**WORK INSTRUCTIONS:** Render every line of the data exactly as written, and leave out the pictures.

**DATA IN THIS EXERCISE:**

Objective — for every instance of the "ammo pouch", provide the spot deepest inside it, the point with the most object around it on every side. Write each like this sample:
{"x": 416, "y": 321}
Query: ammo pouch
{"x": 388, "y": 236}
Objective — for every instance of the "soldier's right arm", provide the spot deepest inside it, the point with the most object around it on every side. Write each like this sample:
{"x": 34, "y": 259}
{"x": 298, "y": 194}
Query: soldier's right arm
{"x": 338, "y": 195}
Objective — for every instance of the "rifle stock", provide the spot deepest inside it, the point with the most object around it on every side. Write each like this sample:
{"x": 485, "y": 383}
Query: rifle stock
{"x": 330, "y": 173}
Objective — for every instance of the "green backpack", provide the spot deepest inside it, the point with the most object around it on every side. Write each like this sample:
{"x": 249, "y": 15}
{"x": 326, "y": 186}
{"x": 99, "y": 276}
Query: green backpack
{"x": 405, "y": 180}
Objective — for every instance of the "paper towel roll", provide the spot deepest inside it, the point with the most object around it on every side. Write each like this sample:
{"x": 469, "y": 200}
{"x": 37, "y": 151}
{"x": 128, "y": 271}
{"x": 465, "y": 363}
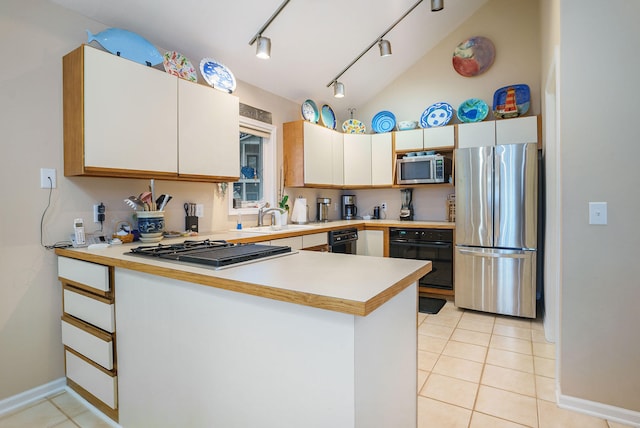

**WRITTEN SOLUTION:**
Objective — for every instance of the "ammo pouch", provide the spot deepest inside it, the point with the most object around it on every side. Write each like this sample:
{"x": 416, "y": 321}
Query: ammo pouch
{"x": 388, "y": 236}
Objective — for every instance of the "soldier's right arm", provide the spot deepest inside it, the point with the most object around it on every side. Write each like this sample:
{"x": 34, "y": 259}
{"x": 298, "y": 194}
Query: soldier's right arm
{"x": 338, "y": 195}
Objective — for every instance of the "rifle stock", provide the spot deepest inside it, the point with the most object around it on every side. Write each like this sample:
{"x": 485, "y": 383}
Query: rifle stock
{"x": 330, "y": 173}
Objective — for every instance of the "green backpack", provide the spot deepest inside it, the point with the most object around it on every side. Write each like this sample:
{"x": 249, "y": 15}
{"x": 326, "y": 186}
{"x": 99, "y": 276}
Query: green backpack
{"x": 405, "y": 180}
Objective — for every instance of the "paper towel roll", provide the spot deepest inside it, the point with the most object around it on every side. Write each like this sample:
{"x": 469, "y": 200}
{"x": 37, "y": 151}
{"x": 128, "y": 271}
{"x": 465, "y": 363}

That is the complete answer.